§ Text excerpt
++++++++

2019-11-20 Thread Cheng Lian
Hey Dongjoon and Felix,

I totally agree that Hive 2.3 is more stable than Hive 1.2. Otherwise, we
wouldn't even consider integrating with Hive 2.3 in Spark 3.0.

However, *"Hive" and "Hive integration in Spark" are two quite different
things*, and I don't think anybody has ever mentioned "the forked Hive
1.2.1 is stable" in any recent Hadoop/Hive version discussions (at least I
double-checked all my replies).

What I really care about is the stability and quality of "Hive integration
in Spark", which have gone through some major updates due to the recent
Hive 2.3 upgrade in Spark 3.0. We had already found bugs in this piece, and
empirically, for a significant upgrade like this one, it is not surprising
that other bugs/regressions can be found in the near future. On the other
hand, the Hive 1.2 integration code path in Spark has been battle-tested
for years. Yes, there are issues, but people have learned how to get along
with these issues. And please don't forget that, for Spark 3.0 end-users
who really don't want to interact with this Hive 1.2 fork, they can always
use Hive 2.3 at their own risks.

True, "stable" is quite vague a criterion, and hard to be proven. But that
is exactly the reason why we may want to be conservative and wait for some
time and see whether there are further signals suggesting that the Hive 2.3
integration in Spark 3.0 is *unstable*. After one or two Spark 3.x minor
releases, if we've fixed all the outstanding issues and no more significant
ones are showing up, we can declare that the Hive 2.3 integration in Spark
3.x is stable, and then we can consider removing reference to the Hive 1.2
fork. Does that make sense?

Cheng

On Wed, Nov 20, 2019 at 11:49 AM Felix Cheung 
wrote:

> Just to add - hive 1.2 fork is definitely not more stable. We know of a
> few critical bug fixes that we cherry picked into a fork of that fork to
> maintain ourselves.
>
>
> --
> *From:* Dongjoon Hyun 
> *Sent:* Wednesday, November 20, 2019 11:07:47 AM
> *To:* Sean Owen 
> *Cc:* dev 
> *Subject:* Re: The Myth: the forked Hive 1.2.1 is stabler than XXX
>
> Thanks. That will be a giant step forward, Sean!
>
> > I'd prefer making it the default in the POM for 3.0.
>
> Bests,
> Dongjoon.
>
> On Wed, Nov 20, 2019 at 11:02 AM Sean Owen  wrote:
>
> Yeah 'stable' is ambiguous. It's old and buggy, but at least it's the
> same old and buggy that's been there a while. "stable" in that sense
> I'm sure there is a lot more delta between Hive 1 and 2 in terms of
> bug fixes that are important; the question isn't just 1.x releases.

++++++++

(Dataset entries)
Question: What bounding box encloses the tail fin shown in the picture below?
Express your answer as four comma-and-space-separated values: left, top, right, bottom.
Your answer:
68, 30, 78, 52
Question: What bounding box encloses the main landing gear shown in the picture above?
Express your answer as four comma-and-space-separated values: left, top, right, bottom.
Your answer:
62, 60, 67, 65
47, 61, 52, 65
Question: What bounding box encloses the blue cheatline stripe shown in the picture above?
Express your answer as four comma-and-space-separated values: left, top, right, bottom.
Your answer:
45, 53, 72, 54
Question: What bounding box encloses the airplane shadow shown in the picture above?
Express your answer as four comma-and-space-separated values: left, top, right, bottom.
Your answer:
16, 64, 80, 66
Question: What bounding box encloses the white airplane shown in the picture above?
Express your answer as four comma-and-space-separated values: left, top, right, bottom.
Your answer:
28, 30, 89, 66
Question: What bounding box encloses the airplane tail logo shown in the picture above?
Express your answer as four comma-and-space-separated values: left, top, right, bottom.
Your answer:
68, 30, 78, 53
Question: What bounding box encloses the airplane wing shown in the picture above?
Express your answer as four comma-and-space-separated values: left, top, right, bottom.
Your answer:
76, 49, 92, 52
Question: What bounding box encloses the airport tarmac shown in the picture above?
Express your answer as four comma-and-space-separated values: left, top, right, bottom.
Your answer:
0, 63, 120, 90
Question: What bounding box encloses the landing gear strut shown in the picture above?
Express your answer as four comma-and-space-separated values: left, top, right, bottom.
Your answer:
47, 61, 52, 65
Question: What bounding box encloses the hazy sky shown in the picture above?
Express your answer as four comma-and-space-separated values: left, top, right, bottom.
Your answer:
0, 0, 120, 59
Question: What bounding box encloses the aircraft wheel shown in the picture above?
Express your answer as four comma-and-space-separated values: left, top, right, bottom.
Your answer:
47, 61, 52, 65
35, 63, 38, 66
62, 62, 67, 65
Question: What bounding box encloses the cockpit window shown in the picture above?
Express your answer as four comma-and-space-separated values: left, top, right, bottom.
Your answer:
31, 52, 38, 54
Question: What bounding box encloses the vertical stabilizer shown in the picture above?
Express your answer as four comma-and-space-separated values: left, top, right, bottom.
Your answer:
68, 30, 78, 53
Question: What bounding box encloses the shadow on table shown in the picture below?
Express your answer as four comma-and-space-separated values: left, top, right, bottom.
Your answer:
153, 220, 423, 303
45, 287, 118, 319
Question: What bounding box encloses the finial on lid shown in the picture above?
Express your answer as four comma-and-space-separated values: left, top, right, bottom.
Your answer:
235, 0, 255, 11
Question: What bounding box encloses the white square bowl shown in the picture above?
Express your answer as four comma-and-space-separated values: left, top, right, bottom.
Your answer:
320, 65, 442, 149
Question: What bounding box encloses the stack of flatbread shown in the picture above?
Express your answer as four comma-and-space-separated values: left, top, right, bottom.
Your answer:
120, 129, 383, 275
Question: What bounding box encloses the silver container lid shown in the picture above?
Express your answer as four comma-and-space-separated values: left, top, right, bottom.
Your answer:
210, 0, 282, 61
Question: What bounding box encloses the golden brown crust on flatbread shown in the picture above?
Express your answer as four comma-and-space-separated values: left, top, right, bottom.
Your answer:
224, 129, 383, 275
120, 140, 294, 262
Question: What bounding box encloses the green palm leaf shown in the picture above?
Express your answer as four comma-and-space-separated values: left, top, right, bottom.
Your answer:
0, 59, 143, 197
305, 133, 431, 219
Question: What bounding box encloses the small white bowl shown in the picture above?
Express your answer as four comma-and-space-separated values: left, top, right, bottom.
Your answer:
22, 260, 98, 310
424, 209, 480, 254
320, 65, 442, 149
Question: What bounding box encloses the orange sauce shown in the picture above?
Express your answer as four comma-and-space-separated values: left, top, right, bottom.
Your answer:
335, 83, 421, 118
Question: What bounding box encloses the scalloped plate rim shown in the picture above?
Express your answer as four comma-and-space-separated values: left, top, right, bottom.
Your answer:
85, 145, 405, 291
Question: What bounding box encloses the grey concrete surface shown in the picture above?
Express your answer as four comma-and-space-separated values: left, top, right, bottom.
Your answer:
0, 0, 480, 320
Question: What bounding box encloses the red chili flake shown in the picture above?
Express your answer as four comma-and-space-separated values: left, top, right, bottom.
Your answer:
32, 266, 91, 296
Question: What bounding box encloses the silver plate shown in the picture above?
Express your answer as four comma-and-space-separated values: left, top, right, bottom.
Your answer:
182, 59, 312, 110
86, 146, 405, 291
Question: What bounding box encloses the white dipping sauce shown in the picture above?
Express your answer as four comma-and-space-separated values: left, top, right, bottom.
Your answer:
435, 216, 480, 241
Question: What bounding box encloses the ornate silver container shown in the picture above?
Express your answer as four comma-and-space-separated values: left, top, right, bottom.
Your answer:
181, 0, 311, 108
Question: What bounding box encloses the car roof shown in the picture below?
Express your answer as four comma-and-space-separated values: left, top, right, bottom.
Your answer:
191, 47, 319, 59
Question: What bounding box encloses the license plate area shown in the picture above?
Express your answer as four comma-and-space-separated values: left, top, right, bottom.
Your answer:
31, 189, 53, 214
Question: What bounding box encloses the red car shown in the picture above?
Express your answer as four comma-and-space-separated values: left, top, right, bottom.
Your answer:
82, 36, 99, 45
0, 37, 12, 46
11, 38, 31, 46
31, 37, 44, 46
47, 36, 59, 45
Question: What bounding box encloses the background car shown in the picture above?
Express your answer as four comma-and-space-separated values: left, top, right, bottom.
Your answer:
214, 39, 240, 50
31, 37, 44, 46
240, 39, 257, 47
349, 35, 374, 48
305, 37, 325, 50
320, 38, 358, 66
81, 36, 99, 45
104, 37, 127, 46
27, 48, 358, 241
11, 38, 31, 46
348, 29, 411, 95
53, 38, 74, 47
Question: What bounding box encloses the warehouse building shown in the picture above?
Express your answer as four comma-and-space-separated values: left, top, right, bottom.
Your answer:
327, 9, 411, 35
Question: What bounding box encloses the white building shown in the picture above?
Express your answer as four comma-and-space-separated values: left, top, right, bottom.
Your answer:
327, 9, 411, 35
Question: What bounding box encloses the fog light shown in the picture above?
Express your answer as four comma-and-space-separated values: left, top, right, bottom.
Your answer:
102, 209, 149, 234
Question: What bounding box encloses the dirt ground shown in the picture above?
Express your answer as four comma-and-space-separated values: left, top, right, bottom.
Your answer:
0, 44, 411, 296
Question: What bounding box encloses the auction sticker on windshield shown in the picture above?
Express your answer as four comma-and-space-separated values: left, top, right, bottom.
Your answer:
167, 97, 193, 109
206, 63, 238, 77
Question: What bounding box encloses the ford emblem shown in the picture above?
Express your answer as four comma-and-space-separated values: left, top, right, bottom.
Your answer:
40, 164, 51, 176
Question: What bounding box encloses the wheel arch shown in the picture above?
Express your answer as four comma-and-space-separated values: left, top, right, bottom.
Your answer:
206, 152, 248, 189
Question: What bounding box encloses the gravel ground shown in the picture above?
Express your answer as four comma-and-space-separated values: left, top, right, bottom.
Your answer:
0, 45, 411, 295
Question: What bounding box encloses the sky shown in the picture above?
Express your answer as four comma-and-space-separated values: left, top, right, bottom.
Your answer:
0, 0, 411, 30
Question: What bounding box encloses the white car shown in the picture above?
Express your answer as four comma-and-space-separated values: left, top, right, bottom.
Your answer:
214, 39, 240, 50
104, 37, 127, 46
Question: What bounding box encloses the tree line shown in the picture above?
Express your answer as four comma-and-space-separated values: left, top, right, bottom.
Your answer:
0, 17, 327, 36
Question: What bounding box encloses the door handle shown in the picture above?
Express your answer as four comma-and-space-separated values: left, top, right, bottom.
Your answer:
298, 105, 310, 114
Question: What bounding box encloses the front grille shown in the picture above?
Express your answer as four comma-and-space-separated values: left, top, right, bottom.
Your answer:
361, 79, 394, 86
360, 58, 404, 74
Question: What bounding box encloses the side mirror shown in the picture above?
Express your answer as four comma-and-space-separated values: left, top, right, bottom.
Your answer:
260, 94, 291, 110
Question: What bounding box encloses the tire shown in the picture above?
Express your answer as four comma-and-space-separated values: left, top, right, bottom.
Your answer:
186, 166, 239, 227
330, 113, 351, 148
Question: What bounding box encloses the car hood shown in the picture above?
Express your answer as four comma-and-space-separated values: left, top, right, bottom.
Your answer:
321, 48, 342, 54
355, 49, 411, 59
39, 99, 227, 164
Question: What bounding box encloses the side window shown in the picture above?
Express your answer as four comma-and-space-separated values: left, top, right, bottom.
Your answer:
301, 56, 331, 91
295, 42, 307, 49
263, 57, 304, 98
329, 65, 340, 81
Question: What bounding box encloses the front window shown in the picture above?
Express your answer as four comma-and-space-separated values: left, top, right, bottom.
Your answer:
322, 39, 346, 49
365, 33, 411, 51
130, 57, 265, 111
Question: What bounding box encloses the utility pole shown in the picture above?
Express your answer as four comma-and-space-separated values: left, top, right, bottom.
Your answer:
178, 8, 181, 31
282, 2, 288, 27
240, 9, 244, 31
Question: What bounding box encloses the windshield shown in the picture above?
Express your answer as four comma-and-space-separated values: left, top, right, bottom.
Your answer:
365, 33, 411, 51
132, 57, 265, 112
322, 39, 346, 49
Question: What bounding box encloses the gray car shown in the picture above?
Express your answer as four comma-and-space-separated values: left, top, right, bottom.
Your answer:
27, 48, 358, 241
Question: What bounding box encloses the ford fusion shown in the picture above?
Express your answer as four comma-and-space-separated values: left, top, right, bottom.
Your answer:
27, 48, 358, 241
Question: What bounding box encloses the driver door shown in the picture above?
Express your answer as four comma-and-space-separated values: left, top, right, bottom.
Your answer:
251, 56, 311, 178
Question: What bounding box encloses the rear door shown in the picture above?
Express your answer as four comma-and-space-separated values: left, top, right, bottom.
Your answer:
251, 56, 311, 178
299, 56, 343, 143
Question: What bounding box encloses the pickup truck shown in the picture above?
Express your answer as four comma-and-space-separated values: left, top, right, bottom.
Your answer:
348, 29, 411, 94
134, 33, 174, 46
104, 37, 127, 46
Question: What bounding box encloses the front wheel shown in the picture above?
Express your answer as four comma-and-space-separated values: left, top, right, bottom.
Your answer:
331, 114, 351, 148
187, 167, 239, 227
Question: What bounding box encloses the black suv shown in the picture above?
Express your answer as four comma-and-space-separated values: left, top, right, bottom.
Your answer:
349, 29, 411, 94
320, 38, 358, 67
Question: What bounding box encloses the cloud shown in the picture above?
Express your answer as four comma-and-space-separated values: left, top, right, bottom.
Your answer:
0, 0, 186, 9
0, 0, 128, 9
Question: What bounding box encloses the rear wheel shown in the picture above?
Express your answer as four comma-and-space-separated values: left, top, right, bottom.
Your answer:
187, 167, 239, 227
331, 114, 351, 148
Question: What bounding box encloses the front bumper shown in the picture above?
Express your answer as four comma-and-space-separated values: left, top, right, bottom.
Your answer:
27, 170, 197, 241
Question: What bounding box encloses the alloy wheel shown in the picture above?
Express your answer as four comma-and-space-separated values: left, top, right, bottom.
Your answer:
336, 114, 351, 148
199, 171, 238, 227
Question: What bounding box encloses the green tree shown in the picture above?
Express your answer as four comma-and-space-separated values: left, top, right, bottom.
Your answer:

++++++++

§ Goal A
Condense the paragraph of the Hive thread that begins "What I really care about" into a bulleted list that keeps its main facts.
§ Goal B
Arrange the part of the listing that opens with its first line and closes with the line containing "16, 64, 80, 66" as a two-column CSV with the columns text and answer. Give one row for each thing asked along with its answer, put each field in quotes, and turn line breaks into spaces.
The listing has no connection to the Hive thread.

§ Task output A
- The main concern is the stability and quality of Hive integration in Spark, which has had major updates because of the Hive 2.3 upgrade in Spark 3.0.
- Bugs have already been found in this integration, and after so significant an upgrade, more bugs or regressions are likely to turn up soon.
- The Hive 1.2 integration code path has been battle-tested for years. It has issues, but people have learned to get along with them.
- Spark 3.0 users who don't want to use the Hive 1.2 fork can always use Hive 2.3 at their own risk.

§ Task output B
text,answer
"Question: What bounding box encloses the tail fin shown in the picture below? Express your answer as four comma-and-space-separated values: left, top, right, bottom. Your answer:","68, 30, 78, 52"
"Question: What bounding box encloses the main landing gear shown in the picture above? Express your answer as four comma-and-space-separated values: left, top, right, bottom. Your answer:","62, 60, 67, 65 47, 61, 52, 65"
"Question: What bounding box encloses the blue cheatline stripe shown in the picture above? Express your answer as four comma-and-space-separated values: left, top, right, bottom. Your answer:","45, 53, 72, 54"
"Question: What bounding box encloses the airplane shadow shown in the picture above? Express your answer as four comma-and-space-separated values: left, top, right, bottom. Your answer:","16, 64, 80, 66"